-- START --

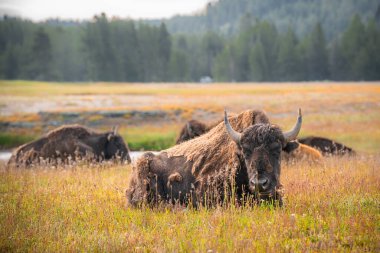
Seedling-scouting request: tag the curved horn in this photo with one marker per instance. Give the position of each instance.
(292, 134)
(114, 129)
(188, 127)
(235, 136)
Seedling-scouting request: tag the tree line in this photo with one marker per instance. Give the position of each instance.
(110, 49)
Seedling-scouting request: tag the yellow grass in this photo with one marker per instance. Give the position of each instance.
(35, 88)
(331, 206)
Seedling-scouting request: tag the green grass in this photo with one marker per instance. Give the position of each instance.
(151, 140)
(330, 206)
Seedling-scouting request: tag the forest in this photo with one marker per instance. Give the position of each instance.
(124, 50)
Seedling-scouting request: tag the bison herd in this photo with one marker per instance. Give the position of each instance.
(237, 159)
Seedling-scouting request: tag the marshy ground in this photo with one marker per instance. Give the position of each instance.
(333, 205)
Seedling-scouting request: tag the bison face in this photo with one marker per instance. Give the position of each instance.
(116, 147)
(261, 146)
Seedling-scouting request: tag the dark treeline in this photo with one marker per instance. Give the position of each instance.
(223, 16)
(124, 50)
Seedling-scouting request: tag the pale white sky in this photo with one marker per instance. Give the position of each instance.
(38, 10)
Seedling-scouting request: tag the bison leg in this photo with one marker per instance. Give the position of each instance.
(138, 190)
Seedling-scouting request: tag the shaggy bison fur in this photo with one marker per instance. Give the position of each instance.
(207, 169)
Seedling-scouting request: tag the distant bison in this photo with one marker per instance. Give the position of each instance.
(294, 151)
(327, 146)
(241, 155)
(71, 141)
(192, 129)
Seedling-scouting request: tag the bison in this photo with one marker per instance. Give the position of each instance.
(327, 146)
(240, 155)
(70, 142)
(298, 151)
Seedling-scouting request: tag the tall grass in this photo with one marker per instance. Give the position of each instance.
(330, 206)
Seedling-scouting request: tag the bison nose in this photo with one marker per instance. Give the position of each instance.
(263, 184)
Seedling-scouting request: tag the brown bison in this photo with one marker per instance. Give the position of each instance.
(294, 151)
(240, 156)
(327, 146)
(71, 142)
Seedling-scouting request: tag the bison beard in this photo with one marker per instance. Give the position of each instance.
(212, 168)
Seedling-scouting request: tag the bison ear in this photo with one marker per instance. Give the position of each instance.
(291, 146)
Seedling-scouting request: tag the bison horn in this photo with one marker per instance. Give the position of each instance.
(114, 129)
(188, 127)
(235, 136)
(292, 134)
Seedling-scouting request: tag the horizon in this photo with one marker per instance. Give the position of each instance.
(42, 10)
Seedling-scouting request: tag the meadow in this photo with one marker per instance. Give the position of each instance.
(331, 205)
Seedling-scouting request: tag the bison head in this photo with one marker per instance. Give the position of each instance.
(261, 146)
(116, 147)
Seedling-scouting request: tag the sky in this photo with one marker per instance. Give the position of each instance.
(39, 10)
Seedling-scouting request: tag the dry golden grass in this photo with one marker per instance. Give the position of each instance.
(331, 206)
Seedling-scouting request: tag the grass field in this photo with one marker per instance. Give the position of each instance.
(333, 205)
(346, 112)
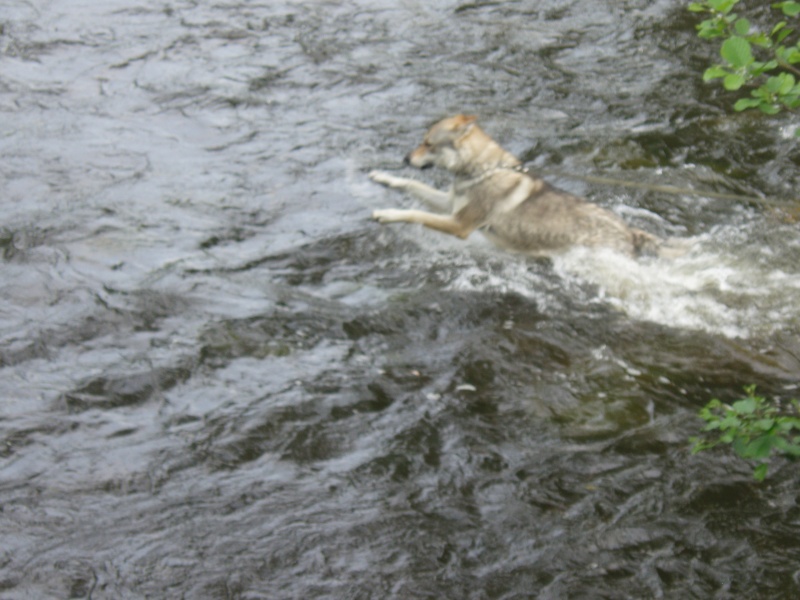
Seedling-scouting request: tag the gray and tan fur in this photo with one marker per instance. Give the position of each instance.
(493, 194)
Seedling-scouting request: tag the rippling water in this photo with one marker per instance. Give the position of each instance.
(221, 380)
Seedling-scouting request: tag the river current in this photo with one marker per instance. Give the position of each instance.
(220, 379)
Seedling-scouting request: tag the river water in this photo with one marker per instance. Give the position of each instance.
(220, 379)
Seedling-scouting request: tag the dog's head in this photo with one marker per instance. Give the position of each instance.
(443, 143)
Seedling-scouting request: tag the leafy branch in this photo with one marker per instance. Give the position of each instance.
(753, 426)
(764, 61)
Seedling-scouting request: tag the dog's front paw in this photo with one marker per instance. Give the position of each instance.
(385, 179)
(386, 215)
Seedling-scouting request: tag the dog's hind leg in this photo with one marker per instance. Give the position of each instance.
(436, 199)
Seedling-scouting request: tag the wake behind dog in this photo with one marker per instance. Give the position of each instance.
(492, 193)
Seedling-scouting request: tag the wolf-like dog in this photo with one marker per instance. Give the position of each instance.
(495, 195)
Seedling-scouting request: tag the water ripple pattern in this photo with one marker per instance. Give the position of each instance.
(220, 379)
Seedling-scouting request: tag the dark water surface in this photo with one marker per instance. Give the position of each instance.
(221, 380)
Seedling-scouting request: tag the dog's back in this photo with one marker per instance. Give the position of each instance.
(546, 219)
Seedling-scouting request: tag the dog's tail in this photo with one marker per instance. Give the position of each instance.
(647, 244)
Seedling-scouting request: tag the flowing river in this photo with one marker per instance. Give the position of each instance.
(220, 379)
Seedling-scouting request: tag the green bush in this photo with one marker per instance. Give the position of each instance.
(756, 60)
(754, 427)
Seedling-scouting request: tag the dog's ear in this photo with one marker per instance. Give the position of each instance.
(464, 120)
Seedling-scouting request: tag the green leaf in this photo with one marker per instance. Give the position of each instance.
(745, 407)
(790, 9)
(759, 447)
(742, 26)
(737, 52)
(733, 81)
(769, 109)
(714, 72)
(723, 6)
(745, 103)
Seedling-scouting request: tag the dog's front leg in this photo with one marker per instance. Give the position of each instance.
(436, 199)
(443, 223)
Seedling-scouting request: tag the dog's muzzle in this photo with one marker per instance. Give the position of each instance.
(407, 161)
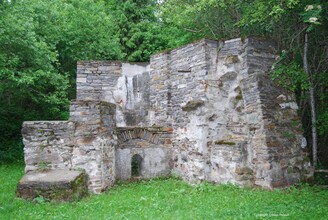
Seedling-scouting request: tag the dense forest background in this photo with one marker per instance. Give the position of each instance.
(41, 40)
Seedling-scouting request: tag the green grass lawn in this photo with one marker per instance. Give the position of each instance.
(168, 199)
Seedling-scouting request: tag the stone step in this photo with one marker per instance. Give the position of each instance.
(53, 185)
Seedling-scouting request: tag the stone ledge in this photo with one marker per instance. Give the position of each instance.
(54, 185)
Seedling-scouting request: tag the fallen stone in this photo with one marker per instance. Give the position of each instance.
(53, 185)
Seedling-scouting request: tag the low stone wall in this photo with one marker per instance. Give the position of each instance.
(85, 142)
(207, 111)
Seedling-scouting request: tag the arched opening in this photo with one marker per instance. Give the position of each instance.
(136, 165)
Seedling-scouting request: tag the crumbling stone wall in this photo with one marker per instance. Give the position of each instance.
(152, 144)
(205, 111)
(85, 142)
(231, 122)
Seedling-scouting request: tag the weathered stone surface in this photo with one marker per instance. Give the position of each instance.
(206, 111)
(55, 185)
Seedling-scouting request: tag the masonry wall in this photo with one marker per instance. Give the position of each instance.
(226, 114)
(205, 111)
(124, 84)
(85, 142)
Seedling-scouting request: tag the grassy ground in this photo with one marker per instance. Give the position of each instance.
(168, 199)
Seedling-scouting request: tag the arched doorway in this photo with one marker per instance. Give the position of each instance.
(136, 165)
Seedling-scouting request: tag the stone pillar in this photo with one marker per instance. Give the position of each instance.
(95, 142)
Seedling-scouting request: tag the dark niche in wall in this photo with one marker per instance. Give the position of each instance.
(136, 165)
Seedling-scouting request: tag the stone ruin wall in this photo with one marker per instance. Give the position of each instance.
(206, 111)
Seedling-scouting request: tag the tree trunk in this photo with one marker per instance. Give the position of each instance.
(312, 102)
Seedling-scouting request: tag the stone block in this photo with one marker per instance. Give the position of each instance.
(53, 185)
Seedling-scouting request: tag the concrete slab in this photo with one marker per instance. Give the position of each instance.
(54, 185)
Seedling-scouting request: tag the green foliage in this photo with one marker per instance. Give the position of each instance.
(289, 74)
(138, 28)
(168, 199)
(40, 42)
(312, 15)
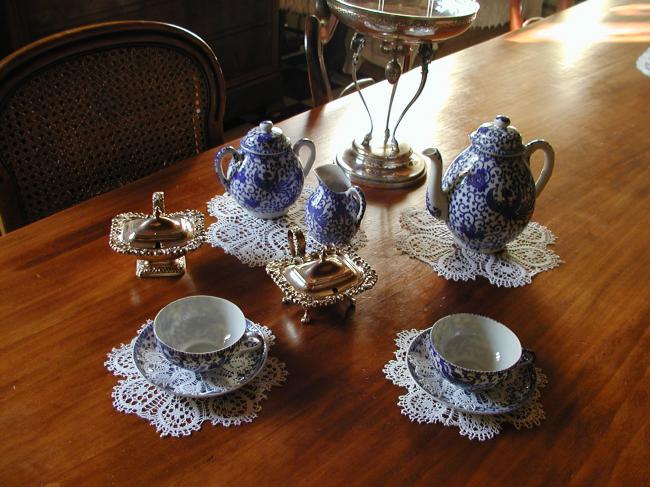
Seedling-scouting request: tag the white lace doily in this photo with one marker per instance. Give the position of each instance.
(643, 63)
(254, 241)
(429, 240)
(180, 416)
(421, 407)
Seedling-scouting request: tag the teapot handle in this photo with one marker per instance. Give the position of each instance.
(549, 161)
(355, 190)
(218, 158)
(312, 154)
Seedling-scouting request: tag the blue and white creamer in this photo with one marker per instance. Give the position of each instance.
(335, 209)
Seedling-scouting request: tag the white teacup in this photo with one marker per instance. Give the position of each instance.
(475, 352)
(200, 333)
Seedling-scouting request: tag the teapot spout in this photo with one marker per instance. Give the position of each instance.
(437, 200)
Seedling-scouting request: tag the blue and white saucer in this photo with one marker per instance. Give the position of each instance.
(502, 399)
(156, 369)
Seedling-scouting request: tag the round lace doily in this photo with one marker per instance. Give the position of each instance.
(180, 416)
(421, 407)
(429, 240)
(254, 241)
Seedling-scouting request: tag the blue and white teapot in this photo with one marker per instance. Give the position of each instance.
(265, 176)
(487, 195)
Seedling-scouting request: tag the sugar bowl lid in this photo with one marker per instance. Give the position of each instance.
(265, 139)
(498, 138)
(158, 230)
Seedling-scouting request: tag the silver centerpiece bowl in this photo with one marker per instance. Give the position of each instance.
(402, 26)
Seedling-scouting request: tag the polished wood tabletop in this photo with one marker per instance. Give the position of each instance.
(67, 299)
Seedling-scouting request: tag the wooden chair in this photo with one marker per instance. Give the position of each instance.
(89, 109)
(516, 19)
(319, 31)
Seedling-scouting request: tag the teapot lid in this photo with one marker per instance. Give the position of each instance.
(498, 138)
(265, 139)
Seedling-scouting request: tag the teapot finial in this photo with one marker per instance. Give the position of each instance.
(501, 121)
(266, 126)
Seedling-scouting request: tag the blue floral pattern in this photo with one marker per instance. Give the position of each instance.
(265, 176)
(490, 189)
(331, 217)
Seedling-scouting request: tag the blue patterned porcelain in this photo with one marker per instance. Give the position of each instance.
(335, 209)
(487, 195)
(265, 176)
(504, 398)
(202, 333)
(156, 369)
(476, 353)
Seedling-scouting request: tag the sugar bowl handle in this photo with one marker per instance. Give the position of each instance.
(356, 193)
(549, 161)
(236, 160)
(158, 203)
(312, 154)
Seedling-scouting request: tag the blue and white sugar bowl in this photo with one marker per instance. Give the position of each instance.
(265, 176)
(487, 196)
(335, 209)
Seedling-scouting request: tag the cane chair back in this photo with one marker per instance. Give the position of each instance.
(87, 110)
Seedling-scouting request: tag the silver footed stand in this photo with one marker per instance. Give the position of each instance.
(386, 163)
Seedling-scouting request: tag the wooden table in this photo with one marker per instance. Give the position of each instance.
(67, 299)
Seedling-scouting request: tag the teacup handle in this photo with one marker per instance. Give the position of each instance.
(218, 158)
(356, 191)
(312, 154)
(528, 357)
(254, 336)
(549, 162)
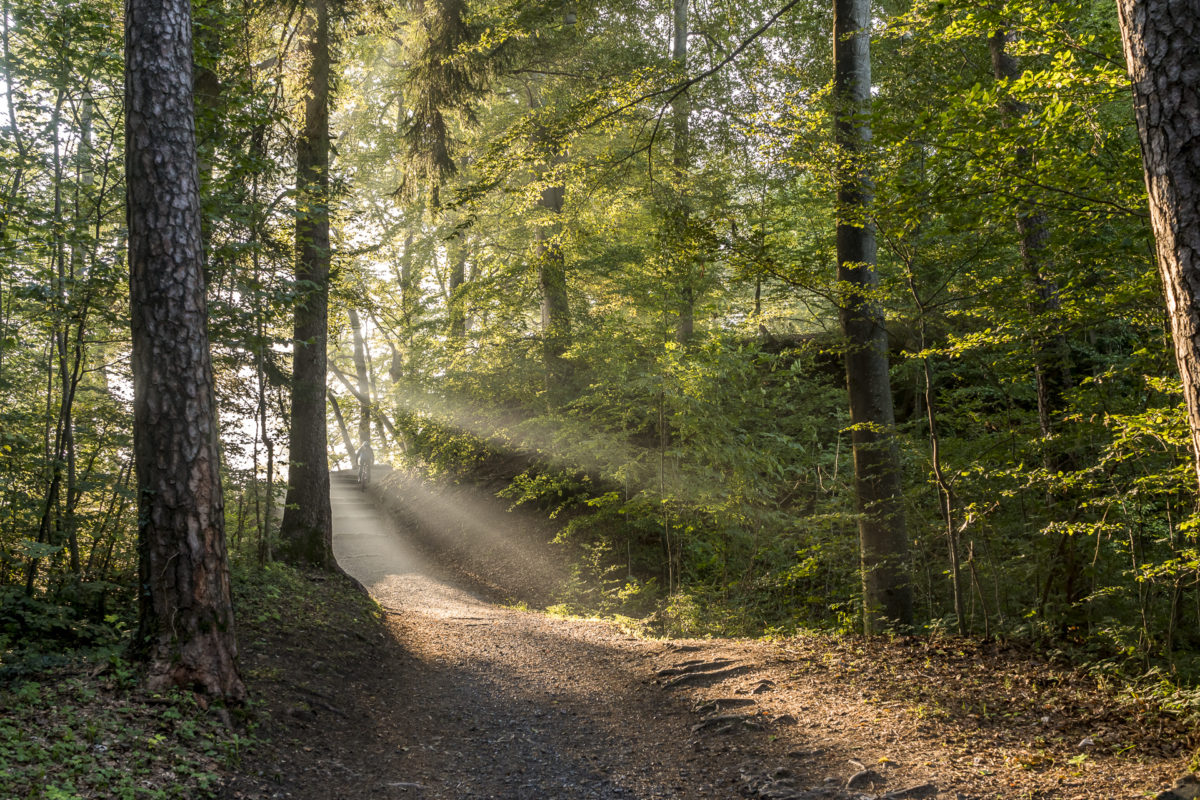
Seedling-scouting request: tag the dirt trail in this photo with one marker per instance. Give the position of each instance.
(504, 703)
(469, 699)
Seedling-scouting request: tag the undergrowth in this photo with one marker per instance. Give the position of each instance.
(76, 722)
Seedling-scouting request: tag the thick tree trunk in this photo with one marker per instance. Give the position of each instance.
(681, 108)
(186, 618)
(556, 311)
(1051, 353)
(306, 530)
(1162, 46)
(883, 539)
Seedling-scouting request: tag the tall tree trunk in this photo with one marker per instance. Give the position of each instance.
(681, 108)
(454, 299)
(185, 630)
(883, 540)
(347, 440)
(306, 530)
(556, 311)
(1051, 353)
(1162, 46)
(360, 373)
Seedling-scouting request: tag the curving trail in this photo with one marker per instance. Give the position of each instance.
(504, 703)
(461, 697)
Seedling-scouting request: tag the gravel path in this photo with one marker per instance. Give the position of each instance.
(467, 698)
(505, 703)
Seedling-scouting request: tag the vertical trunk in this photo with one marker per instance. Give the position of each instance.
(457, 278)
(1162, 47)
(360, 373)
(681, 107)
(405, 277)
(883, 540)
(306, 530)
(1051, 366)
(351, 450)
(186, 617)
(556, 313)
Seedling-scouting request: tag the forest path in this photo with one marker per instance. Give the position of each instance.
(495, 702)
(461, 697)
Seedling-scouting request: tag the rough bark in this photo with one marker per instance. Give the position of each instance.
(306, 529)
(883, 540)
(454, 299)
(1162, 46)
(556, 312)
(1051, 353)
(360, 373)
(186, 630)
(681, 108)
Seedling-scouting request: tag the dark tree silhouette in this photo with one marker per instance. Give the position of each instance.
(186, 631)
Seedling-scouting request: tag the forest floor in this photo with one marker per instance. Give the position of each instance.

-- END --

> **Problem details**
Would you give again, word for word, every line from the one with "Seedling-scouting request: tag the tall tree" through the final line of the listing above?

> **Problem solution**
Seedling-scouting request: tag the tall tree trunk in this photo with one marker per instance. Give the position of each instance.
(681, 108)
(454, 299)
(185, 630)
(883, 540)
(347, 440)
(306, 530)
(556, 311)
(1051, 353)
(1162, 46)
(360, 373)
Seedling-scouting request: tag the curving trail in this photo with one marker per instance. Give the position of each instance.
(504, 703)
(461, 697)
Seedling-scouting request: tag the gravel path in this photo with one marker per instance. Give the position of each instance.
(467, 698)
(505, 703)
Seedling-scouting request: tag the vertical trunk in this photo with one marker per instance. Give the position of each instance.
(457, 278)
(1162, 47)
(360, 373)
(681, 107)
(405, 277)
(883, 540)
(306, 530)
(1051, 366)
(351, 450)
(186, 617)
(556, 313)
Seedling-scouting request: tag the forest path in this photo with one marker per instance. Give the position of each instance.
(495, 702)
(461, 697)
Seedling-scouting request: tag the rough bark in this photo with one marker per instance. Give the position of each instance.
(306, 529)
(883, 540)
(454, 299)
(1162, 46)
(556, 312)
(1051, 353)
(360, 373)
(186, 630)
(681, 108)
Seedling-scouting request: tag the dark tree silhouette in this photo with one marker per instance. Give the position of each instance.
(186, 631)
Seedling-scouting request: tag the forest floor in this photo with one marker per instance. Give the position of each instance.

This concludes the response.